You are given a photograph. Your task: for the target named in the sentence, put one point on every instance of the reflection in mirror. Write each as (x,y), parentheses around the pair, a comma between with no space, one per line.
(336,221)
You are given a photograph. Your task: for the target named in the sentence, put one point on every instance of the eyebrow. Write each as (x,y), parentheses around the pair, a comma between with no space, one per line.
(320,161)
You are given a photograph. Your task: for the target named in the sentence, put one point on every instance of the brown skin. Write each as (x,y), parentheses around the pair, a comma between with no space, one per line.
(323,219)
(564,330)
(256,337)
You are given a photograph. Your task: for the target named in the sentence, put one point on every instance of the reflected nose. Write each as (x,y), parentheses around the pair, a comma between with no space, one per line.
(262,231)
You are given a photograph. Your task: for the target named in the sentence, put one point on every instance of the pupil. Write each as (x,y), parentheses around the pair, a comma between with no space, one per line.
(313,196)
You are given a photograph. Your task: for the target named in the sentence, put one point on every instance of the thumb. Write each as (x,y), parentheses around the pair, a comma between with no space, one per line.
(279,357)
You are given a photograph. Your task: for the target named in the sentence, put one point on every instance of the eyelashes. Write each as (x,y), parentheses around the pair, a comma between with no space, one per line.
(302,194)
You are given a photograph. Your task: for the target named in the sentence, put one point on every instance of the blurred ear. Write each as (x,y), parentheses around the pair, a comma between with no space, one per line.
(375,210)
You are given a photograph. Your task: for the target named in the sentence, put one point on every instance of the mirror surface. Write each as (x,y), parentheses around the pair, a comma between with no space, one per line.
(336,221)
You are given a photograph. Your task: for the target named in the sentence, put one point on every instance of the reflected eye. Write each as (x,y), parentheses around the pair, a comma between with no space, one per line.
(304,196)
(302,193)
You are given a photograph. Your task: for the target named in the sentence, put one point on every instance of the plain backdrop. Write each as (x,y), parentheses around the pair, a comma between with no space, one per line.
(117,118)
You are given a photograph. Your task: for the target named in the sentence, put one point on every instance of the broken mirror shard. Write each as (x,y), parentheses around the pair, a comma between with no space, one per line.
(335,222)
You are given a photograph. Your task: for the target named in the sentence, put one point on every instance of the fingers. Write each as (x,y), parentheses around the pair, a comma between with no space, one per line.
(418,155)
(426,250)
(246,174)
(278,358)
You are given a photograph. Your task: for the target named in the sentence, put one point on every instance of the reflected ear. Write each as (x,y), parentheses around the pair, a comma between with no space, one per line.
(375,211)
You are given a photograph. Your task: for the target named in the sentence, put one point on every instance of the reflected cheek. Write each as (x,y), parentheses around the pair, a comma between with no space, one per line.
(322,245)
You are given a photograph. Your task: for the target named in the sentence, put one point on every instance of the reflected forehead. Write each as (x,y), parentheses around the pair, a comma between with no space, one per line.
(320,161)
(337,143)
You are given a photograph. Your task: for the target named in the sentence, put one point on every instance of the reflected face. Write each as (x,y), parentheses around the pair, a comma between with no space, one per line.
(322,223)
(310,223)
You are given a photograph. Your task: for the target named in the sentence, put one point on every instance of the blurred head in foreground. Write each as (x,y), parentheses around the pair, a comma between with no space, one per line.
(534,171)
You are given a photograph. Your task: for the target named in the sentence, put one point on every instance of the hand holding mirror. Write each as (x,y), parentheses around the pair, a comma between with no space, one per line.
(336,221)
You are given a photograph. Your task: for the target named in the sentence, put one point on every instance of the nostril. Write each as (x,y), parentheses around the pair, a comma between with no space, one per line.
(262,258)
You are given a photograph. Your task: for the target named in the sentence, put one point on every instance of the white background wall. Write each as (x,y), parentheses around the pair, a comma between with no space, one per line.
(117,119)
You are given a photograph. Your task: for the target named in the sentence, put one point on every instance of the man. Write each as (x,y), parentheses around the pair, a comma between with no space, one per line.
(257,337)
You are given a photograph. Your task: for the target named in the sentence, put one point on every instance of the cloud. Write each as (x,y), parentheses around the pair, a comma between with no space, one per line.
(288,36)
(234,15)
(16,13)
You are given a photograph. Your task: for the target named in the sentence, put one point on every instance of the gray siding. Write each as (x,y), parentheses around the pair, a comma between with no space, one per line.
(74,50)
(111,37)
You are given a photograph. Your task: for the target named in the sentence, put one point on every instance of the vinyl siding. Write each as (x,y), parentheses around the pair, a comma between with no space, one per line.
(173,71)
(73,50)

* **PROMPT**: Return what is listed above, exactly and completely.

* **FULL ANSWER**:
You are given a photograph. Your task: for the target named in the sentence, put one point on every instance of the reflection in mirror. Write each as (x,y), parentheses around the pair, a comma between with no space, one per line.
(336,221)
You are given a photograph. Your task: for the target named in the sentence, put one point on every instance of the eyebrow. Write each as (x,y), parentheses around the pair, a comma between with no space, one per line.
(320,161)
You are given a photograph. Your task: for the target named in the sentence, put one point on every instance of the brown skin. Write each as (x,y), parentheses around the pair, a comma between with no space, one per line.
(323,219)
(564,330)
(256,337)
You are given a photograph. Your task: for the target named in the sentence, put one point on every instance of the reflected nose. Write each as (x,y), parentheses around the pair, a comma between with no space, one per line.
(262,231)
You are given a photograph. Your task: for the target named in the sentence, put one point on every instance of the pupil. Write each as (x,y), parentheses around the pair, a comma between with no space, one per line.
(313,196)
You are given a photograph. Your task: for the target named in the sentence, put one point on every instance of the thumb. Write each as (x,y), parentheses around the pair, a comma between with no space, one per line.
(279,357)
You are given a photograph. Your task: for the target named in the sentence, put one point on every instance of the eyelashes. Write each as (x,y), parentheses around the pair, a comma between with no space, one per line.
(302,194)
You are given a photograph. Your task: for the target named in the sentence, put one point on every instance of the blurred ear. Write each as (x,y), parentheses around the pair, a comma between with no space, one per line.
(375,210)
You are given a photograph. Your task: for the target named in the sentence, put one point on every instance of the mirror surface. Write each as (x,y), parentheses around the pair, a comma between with no space, one per line.
(336,221)
You are given a photograph. Your task: for the target named in the sentence, put one point on every instance of the reflected eye. Write each as (x,y), parentheses around the pair, a comma between with no space, one per line.
(304,196)
(302,193)
You are given a photograph. Your task: for the target named in the sentence, put one point on every instance of the plain backdrop. Write each as (x,y), parentheses around the pair, a comma between with no space, one per line.
(117,118)
You are given a photograph. Your task: for the target named in the sentence, put one point on every instance of the broken mirror shard. Write each as (x,y), parentheses around the pair, a comma between with no space, one per line.
(335,222)
You are given a photograph. Your task: for the target named in the sentence, put one point on every instance of the fingers. Write each as (x,y), parentheses around the pair, a comma between with no space, one per line.
(418,155)
(426,250)
(246,174)
(278,358)
You are given a photograph. Your task: for the target named in the sentence, put one point on every instance of the reflected ear. Write each as (x,y), parentheses around the pair, a comma between with no space, one per line.
(375,211)
You are given a photograph. Your task: for the target named in the sentence, put one point on every instance of the reflected cheek. Write each as (x,y), parentheses around the pair, a comma between with no space, one per line.
(322,245)
You are given a photograph. Your task: for the target named in the sentence, put one point on every instance of the reflected forehead. Write each as (x,y), parentheses around the pair, a comma between with no space, one per line.
(320,161)
(337,143)
You are given a photograph. Your task: for the target named in the sentence, put one point on every instance of the reflected face. Write each as (x,y), parentheses around the pair, a comma between with no space, one per line.
(322,223)
(310,223)
You are given a photograph. Your task: for the target named in the sentence, put one point on every instance of the blurred head in foreground. Write each as (x,y), parentheses around the pair, a comma between with no space, one per line.
(534,171)
You are given a photograph. Your task: for the target named in the sentence, put one point on every instance of the hand holding mirror. Write each as (x,y), parentheses around the pair, a comma between with no space, one per line.
(336,221)
You are given a photograph. Your task: for the target named in the sentence, put one point on every instance of the nostril. Write each as (x,y), parentheses around the pair, a comma between with no space, one per line.
(262,258)
You are given a photograph. Your task: for the target named in the sentence, put one point on every instance of the white background wall. Write each as (x,y), parentheses around the pair, a comma between with no space, one per line.
(117,119)
You are given a photograph. Your task: for the target named in the sentence, put one point on every instance of the man. Write each as (x,y), parentheses around the pair, a comma between with no space, one per line.
(257,337)
You are given a photograph. Your task: for the target named in the sentence, put one point on every instance of the cloud. Write each as (x,y), parentheses around the pair, a comma between with no space, one per line.
(288,36)
(234,15)
(16,13)
You are given a photograph. Your task: for the target named in the sentence, put one point on every instance of the gray siding. Write each as (x,y), parentheses around the pair, a comma between with no space, one per line.
(74,50)
(111,37)
You are given a photograph. Your task: for the target named in the sentence, put one point on every instance of the vinyl siding. Write each as (x,y), parentheses around the pair, a comma between with no space, one per line.
(173,71)
(73,50)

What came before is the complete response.